*** DATA ENTRIES
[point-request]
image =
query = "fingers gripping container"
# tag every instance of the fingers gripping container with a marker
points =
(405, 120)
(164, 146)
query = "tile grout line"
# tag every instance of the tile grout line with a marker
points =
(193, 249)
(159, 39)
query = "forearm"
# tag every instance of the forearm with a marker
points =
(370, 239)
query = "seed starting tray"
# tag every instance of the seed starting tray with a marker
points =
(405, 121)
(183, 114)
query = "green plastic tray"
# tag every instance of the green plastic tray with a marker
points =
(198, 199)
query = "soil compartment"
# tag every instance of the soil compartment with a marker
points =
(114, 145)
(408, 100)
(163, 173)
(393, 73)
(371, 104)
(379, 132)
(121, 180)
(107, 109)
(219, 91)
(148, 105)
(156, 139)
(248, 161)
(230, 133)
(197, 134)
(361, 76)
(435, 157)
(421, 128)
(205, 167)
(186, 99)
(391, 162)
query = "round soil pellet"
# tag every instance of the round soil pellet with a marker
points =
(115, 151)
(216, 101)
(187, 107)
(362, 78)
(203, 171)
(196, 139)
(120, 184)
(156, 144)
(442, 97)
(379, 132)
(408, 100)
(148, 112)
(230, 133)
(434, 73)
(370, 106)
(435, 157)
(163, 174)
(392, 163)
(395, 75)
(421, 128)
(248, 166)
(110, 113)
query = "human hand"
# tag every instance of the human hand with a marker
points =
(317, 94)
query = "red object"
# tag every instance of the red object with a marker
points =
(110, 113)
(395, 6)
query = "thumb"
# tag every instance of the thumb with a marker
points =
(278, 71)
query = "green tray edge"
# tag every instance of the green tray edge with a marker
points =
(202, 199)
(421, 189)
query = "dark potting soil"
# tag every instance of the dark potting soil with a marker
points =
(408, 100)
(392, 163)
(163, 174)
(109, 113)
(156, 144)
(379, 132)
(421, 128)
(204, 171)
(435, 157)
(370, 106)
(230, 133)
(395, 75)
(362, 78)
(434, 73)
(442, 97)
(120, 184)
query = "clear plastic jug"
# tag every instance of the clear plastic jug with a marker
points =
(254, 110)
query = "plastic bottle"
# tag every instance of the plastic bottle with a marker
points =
******
Find every line in the records that contains the word "green", and copy each one.

▶ **TASK RESULT**:
query = "green plastic tray"
# tag every instance of the green plastic tray with a marker
query = "green tray edge"
# tag every instance of the green tray edge with a marker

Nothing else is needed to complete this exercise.